- Assigned task: Your job is to copy the lines from the material that include "semicolons".

- Information:
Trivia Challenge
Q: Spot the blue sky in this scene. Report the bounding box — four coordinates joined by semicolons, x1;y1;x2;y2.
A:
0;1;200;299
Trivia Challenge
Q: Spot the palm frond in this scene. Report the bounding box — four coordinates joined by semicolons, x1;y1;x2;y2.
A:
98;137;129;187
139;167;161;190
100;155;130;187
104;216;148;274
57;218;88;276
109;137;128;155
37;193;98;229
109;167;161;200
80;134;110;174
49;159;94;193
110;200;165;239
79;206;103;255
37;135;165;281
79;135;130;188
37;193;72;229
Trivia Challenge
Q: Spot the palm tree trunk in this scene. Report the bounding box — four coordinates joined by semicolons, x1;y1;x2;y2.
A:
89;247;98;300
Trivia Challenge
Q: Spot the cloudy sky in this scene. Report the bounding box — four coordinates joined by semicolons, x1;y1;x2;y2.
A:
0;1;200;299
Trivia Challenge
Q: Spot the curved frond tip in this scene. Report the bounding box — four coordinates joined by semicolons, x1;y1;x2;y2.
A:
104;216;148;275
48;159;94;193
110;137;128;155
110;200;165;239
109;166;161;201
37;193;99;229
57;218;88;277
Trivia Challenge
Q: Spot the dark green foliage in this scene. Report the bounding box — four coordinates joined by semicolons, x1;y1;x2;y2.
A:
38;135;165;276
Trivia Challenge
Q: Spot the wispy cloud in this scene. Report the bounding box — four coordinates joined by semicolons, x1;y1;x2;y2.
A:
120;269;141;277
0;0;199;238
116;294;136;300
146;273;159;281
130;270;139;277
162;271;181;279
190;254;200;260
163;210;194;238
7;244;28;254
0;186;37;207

- Exercise result:
Q: Spot the blue sky in this scene. Report the bounding box — four coordinates joined by semicolons, x1;y1;x2;y2.
Q: Spot the palm frond in this scene. Report the bounding box — four coordinates joined by semicolons, x1;y1;x2;y2.
Q: Spot the palm tree trunk in this scene. Report the bounding box — four coordinates joined by semicolons, x1;y1;x2;y2.
Q: Spot the cloudy sky in this scene. Report the bounding box — four coordinates joined by semicolons, x1;y1;x2;y2.
Q: Spot the curved frond tip in this scene. Report the bounding box — four coordinates joined by semicolons, x1;y1;x2;y2.
Q: Spot the dark green foliage in this scene. Report the bounding box — four coordinates joined by semicolons, x1;y1;x2;y2.
Q: Spot the wispy cloud in this scene. Report the bounding box — four coordinates joined by semicolons, x1;y1;x2;y2.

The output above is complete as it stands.